• _Exercise requirements_
Write out the listing below again, precisely as it is given.

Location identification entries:
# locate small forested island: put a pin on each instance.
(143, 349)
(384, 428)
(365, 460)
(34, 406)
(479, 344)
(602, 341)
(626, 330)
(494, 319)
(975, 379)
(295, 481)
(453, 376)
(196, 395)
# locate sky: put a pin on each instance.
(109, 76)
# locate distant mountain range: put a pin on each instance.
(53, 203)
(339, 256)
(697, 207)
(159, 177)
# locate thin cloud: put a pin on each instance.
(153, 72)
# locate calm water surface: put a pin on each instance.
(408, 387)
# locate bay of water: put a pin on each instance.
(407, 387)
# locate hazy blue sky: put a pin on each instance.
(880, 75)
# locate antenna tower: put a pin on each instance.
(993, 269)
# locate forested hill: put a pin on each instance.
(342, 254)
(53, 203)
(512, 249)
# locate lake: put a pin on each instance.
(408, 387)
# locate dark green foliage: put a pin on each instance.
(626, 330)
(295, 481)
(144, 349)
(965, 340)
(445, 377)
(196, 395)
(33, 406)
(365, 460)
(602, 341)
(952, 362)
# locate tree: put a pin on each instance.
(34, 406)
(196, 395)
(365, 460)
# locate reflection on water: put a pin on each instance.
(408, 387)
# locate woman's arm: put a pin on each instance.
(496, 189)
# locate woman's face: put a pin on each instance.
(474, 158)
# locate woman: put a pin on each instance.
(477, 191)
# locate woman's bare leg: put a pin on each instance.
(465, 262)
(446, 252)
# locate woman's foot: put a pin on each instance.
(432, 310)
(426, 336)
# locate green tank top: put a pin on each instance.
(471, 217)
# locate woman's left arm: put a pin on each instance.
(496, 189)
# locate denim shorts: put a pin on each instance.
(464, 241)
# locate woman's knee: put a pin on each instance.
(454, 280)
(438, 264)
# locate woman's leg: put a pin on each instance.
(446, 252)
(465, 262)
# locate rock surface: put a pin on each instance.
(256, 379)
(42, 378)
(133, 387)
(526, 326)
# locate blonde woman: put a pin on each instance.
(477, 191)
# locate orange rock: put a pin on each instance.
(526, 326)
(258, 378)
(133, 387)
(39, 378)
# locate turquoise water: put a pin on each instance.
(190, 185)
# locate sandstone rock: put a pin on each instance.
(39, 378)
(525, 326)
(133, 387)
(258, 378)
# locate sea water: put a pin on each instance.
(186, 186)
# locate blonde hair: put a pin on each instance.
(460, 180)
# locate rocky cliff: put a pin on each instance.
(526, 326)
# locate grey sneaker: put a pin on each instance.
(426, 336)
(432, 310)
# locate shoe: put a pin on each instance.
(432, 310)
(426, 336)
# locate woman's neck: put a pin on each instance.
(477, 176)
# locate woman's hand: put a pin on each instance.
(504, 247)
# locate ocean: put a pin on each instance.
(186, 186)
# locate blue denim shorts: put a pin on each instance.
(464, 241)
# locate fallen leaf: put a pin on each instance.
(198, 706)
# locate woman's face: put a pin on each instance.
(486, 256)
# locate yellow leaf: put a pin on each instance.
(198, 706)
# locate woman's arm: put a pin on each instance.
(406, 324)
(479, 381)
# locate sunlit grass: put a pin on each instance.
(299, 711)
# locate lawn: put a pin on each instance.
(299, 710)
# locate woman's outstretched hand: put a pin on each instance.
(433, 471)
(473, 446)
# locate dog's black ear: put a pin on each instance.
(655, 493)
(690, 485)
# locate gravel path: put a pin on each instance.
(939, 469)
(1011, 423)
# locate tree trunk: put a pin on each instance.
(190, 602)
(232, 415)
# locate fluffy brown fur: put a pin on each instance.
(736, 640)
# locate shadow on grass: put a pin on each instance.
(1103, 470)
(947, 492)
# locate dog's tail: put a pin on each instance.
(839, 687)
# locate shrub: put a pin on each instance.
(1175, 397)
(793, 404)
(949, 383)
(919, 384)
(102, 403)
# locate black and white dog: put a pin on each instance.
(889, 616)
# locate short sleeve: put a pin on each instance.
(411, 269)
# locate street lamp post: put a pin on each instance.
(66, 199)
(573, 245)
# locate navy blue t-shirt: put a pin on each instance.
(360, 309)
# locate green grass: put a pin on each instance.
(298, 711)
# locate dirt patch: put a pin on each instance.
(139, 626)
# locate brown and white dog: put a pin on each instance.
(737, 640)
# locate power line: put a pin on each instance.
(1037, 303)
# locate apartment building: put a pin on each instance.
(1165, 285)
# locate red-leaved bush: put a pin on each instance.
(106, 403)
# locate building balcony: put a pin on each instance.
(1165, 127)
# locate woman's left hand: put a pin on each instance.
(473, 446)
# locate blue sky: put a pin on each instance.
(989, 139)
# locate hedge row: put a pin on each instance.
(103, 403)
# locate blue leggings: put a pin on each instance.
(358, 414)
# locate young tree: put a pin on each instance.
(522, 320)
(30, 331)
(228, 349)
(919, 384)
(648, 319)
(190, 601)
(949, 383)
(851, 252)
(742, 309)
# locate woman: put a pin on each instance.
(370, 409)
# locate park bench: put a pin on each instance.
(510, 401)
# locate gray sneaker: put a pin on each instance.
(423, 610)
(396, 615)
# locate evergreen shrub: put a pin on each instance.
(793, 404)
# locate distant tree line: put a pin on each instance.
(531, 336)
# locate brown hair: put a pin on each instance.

• _Correct output_
# locate small forested island: put a pin on each instance.
(143, 349)
(384, 428)
(365, 460)
(34, 406)
(479, 344)
(602, 341)
(626, 330)
(494, 319)
(975, 379)
(295, 481)
(453, 376)
(196, 395)
# locate sky: put a pin on each instance.
(109, 76)
# locate distant mountain range: put a pin on each instance.
(53, 203)
(339, 256)
(697, 207)
(159, 177)
# locate thin cloud: put a pin on each instance.
(153, 72)
# locate calm water surface: put a pin on each instance.
(408, 387)
# locate bay of water: put a pin on each instance.
(407, 387)
# locate hazy blue sky: put a pin on each instance.
(880, 75)
# locate antenna tower: put a pin on each instance.
(993, 269)
# locate forested hill: put a pin on each instance.
(342, 254)
(53, 203)
(512, 249)
# locate lake: put a pin on each instance.
(408, 387)
# locate dark green foliage: put a pin on each instance.
(626, 330)
(295, 481)
(144, 349)
(965, 340)
(445, 377)
(196, 395)
(33, 406)
(365, 460)
(602, 341)
(952, 362)
# locate tree: put a pin on each instance.
(34, 406)
(196, 395)
(365, 460)
# locate reflection on water: put a pin on each instance.
(408, 387)
# locate woman's arm: put a pin on each instance.
(496, 189)
# locate woman's face: put a pin on each instance.
(474, 158)
# locate woman: put a pin on each instance.
(477, 191)
# locate woman's bare leg: put a pin on each instance.
(465, 262)
(446, 252)
# locate woman's foot: put a pin on each instance.
(432, 310)
(426, 336)
# locate green tank top: put a pin on each instance.
(471, 217)
# locate woman's left arm: put a pin on each instance.
(496, 189)
# locate denim shorts: put a pin on each instance.
(464, 241)
# locate woman's knee: put a pin on each instance.
(454, 280)
(438, 264)
# locate woman's leg: put a pin on each instance.
(446, 252)
(465, 262)
# locate rock surface: put a pin on each instance.
(256, 379)
(42, 378)
(133, 387)
(526, 326)
# locate blonde woman: put a pin on each instance.
(477, 191)
# locate orange rock: put a pin on each instance.
(526, 326)
(258, 378)
(133, 387)
(39, 378)
# locate turquoise water: put a pin on each instance.
(190, 185)
# locate sandstone rock: put a pin on each instance.
(39, 378)
(525, 326)
(133, 387)
(258, 378)
# locate sea water: put a pin on each instance.
(186, 186)
# locate blonde hair: put a pin on each instance.
(460, 180)
# locate rocky cliff: put a pin on each instance.
(526, 326)
# locate grey sneaker: put a pin on each instance.
(426, 336)
(432, 310)
# locate shoe: put a pin on each instance.
(432, 310)
(426, 336)
# locate woman's neck: put a pin on each instance.
(477, 176)
# locate woman's hand: put a pin on each instance.
(504, 247)
# locate ocean: put a pin on each instance.
(186, 186)
# locate blue denim shorts: put a pin on each instance.
(464, 241)
# locate fallen leaf: put a pin on each instance.
(198, 706)
# locate woman's face: put a pin on each instance.
(486, 256)
# locate yellow leaf: put a pin on each instance.
(198, 706)
# locate woman's arm: put a pin on each instance.
(406, 324)
(479, 381)
# locate sunlit grass: put a pin on each instance.
(299, 711)
# locate lawn: put a pin on each instance.
(299, 710)
# locate woman's outstretched hand: put a pin on each instance.
(433, 471)
(473, 446)
# locate dog's black ear: put a pin on each instance.
(655, 493)
(690, 485)
# locate gravel path: put a pin on each instance.
(939, 469)
(1011, 423)
# locate tree trunk: put a pin on each instance.
(190, 602)
(232, 415)
# locate fluffy brown fur: put a pin on each instance.
(736, 640)
# locate shadow on grass: put a pin on each instance.
(1103, 470)
(947, 492)
# locate dog's tail: put a pin on each instance.
(839, 687)
# locate shrub: put a pin on each instance.
(1175, 397)
(793, 404)
(949, 383)
(919, 384)
(102, 403)
# locate black and white dog: put a pin on each instance.
(889, 616)
# locate short sleeve: put a pin on each instance.
(411, 269)
# locate street lamp post: put a pin on each instance.
(66, 199)
(573, 245)
# locate navy blue t-shirt: put a pin on each instance.
(360, 309)
# locate green grass: put a pin on each instance.
(298, 711)
# locate dirt patch: put a pin on each instance.
(139, 626)
# locate brown and white dog: put a pin on each instance.
(737, 640)
# locate power line: put a pin on each instance.
(1037, 303)
# locate apartment building: put a pin on each instance.
(1165, 285)
# locate red-leaved bush: put a pin on each instance.
(106, 403)
# locate building balcony: put a pin on each instance.
(1165, 127)
# locate woman's left hand: put a pin on each instance.
(473, 446)
# locate blue sky: put a pin on each instance.
(989, 139)
# locate hedge row: put a pin on each instance.
(103, 403)
# locate blue leggings: put a pin on each instance.
(358, 414)
# locate young tree: put a pin on each instance.
(522, 320)
(30, 331)
(228, 349)
(919, 384)
(648, 319)
(190, 601)
(949, 383)
(851, 252)
(742, 309)
# locate woman: put a pin on each instance.
(370, 409)
# locate park bench: put a pin on each instance.
(510, 401)
# locate gray sneaker: put a pin on each instance.
(423, 610)
(396, 615)
# locate evergreen shrub: put a pin on each instance.
(793, 404)
# locate distant tree line: put a pin on each instance.
(531, 336)
# locate brown hair: put a pin on each instance.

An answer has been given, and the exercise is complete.